Problem statement:
Answer these from the recipe:
(a) How much coconut milk does it call for?
(b) Ideally, how many hours should the hollowed orange cups and cut flesh freeze?
(c) If frozen overnight, how long should the dessert thaw before serving?

The viral lemon sorbet cups .. but orange n’ cream! This delightful dessert is light on the palate and fun to eat.
See Full Recipe2 oranges (large, tops cut off, inside flesh removed)
2 GoodPop Orange n’ Cream pops
1/4 c coconut milk
1/4 c orange juice (from the orange flesh)
1. To make the orange cups, cut off the tops of 2 large oranges, about 1/2 an inch pieces. Use a large spoon to hollow out the interior flesh/juice over a bowl.
2. Once all the juices and pulp are removed, cut orange flesh into smaller pieces, place onto a plate alongside the hollowed orange cups and into the freezer. Freeze for at least a few hours, about 4-6 ideally. (Save the juice from hollowing out the oranges in a container in the fridge in the meantime.)
3. Once oranges are frozen solid, to a blender or food processor, add pops, coconut milk and orange juice.
4. Blend all ingredients until smooth. Remove orange cups from freezer and use a spoon to scoop the sorbet into each orange. Top with the cut pieces of oranges.
5. Freeze for at least 10-20 minutes before serving. Optionally you can freeze overnight for a thicker ice cream consistency and thaw for about 10-15 minutes before serving.

Excerpted data:

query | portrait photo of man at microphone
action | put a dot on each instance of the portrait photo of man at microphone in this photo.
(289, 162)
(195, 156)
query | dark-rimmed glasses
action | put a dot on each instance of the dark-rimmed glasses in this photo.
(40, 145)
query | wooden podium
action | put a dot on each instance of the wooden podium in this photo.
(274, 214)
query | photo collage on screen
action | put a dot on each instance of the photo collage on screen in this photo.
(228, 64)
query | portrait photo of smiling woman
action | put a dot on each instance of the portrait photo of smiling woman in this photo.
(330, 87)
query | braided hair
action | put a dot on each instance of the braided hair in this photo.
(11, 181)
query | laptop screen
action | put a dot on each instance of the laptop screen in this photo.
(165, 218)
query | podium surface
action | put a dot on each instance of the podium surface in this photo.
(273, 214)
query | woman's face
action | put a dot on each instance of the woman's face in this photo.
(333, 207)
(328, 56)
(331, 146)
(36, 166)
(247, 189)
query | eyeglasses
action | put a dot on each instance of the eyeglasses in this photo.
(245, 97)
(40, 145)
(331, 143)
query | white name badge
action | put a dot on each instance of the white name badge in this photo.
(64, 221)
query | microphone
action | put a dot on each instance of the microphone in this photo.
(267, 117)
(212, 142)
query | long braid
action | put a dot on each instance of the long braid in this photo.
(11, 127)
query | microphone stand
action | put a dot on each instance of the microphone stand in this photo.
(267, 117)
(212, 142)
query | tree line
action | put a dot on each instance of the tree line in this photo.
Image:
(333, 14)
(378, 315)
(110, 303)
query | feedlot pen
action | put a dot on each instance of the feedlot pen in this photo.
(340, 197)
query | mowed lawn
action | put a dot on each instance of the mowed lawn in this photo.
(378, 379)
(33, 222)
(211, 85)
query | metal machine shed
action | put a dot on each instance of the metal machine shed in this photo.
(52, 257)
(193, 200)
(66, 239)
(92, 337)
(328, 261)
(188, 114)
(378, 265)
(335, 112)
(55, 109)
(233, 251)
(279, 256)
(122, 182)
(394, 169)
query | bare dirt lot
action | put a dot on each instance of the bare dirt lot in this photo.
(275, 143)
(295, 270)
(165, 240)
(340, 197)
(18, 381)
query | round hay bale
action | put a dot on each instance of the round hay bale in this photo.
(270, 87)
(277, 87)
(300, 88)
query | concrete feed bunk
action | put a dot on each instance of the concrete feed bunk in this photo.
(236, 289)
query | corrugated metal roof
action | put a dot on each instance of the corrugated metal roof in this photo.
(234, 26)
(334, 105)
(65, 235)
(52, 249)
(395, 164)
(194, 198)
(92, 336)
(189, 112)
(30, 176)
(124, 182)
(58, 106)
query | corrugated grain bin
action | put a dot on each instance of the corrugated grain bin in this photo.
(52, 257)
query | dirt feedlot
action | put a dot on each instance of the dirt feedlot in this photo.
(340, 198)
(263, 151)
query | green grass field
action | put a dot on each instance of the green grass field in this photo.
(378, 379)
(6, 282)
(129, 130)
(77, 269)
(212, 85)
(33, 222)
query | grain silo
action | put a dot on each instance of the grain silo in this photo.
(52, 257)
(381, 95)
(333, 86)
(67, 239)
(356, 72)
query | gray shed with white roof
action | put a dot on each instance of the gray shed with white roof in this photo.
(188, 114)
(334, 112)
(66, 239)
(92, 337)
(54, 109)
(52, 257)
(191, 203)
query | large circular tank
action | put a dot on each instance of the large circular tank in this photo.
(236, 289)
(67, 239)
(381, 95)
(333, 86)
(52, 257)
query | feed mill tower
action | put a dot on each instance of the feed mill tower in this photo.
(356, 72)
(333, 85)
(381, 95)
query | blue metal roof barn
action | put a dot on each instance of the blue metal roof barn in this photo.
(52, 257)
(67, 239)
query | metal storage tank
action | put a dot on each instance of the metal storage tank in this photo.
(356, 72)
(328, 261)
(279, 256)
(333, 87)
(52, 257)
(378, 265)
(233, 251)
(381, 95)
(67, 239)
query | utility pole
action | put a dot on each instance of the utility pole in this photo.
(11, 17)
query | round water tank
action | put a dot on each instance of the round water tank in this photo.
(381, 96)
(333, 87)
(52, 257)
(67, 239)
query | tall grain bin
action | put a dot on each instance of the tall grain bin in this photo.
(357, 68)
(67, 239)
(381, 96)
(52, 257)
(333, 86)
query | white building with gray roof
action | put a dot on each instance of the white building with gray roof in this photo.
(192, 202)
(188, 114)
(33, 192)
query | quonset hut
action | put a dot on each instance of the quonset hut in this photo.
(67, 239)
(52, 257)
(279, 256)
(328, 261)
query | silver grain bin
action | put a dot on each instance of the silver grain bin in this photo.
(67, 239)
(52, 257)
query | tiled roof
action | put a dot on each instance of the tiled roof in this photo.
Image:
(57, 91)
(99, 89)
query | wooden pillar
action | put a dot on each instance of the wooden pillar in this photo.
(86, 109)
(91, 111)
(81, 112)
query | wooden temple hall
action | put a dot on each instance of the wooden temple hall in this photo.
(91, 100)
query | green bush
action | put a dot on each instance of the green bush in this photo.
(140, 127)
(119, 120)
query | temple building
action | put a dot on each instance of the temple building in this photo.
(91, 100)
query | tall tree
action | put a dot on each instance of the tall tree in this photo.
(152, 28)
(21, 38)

Final answer:
(a) 1/4 cup
(b) About 4-6 hours
(c) About 10-15 minutes